* What to work on
**A.** Pull the passage from the article on how Google works that lies between "Updated: Dec 28, 2022" and "Search Engines (Google)", inclusive, copying it word for word.
**B.** Extend the article on how Google works, starting right after its last sentence.

* Extract provided
■ ■ ■ ■ ■

Let’s Google How Google Works!

Ruhaan Pratap Singh
Feb 21, 2022
13 min read

Updated: Dec 28, 2022

Table of Content

The Beginning
The Smart Idea
String Search Engines
Few Initial Search Engines
Search Engine Categories
The Era of Google
Working of the Search Engines (Google)
Usability of Webpages
Context and Settings
Important Algorithm Updates by Google
Future of Search Engines
Conclusion

The Beginning

The idea of hypertext and a memory extension originates from the work printed in the Atlantic Monthly in July 1945, written by Vannevar Bush, titled ‘As We May Think’. In this text Vannevar urged scientists to come together and assist in building a body of information for the entire mankind. He then presented the concept of a nearly limitless, fast, reliable, extensible, associative memory storage and retrieval system. He named this device a memex. All of the documents that were used in the memex would be in the form of microfilm copy acquired per se or, in the case of private data, converted to microfilm by the machine itself. Memex would also use new retrieval techniques based upon an entirely new quite associative classification or indexing, the fundamental idea of which would be a provision whereby any item can be caused at one's own will to select instantly and automatically to form personal "trails" through connected documents. The new procedures that Bush anticipated facilitating information storage and retrieval would result in the making of entirely new sorts of encyclopedia. In 1965 Bush took part in the project INTREX of MIT to develop technology to mechanize data processing for library use. In his 1967 essay titled "Memex Revisited", he observed that the evolution of the digital computer, the transistor, the video, and many similar devices had further increased the practicability of such mechanization, however prices would delay its achievements.

■ ■ ■ ■ ■

* Listed entries
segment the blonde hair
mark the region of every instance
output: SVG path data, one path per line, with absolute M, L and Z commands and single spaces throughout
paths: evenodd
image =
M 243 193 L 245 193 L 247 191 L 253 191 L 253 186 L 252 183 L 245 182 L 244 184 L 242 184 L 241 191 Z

■ ■ ■ ■ ■

* Task-by-task results
**A.**
Updated: Dec 28, 2022

Table of Content

The Beginning
The Smart Idea
String Search Engines
Few Initial Search Engines
Search Engine Categories
The Era of Google
Working of the Search Engines (Google)

**B.**
The ‘Smart’ Idea

Gerard Salton, who died on August 28 in 1995, was the father of contemporary search technology. His crew at Harvard and Cornell developed the smart informational retrieval system. Salton' Magic Automatic Retriever of Text comprises of vital concepts such as vector space model, Inverse Document Frequency (IDF), Term Frequency (TF), term discrimination values, and appropriate feedback mechanisms. He also authored a 56-page book known as A Theory of indexing, explaining several of his tests upon which search remains extensively based.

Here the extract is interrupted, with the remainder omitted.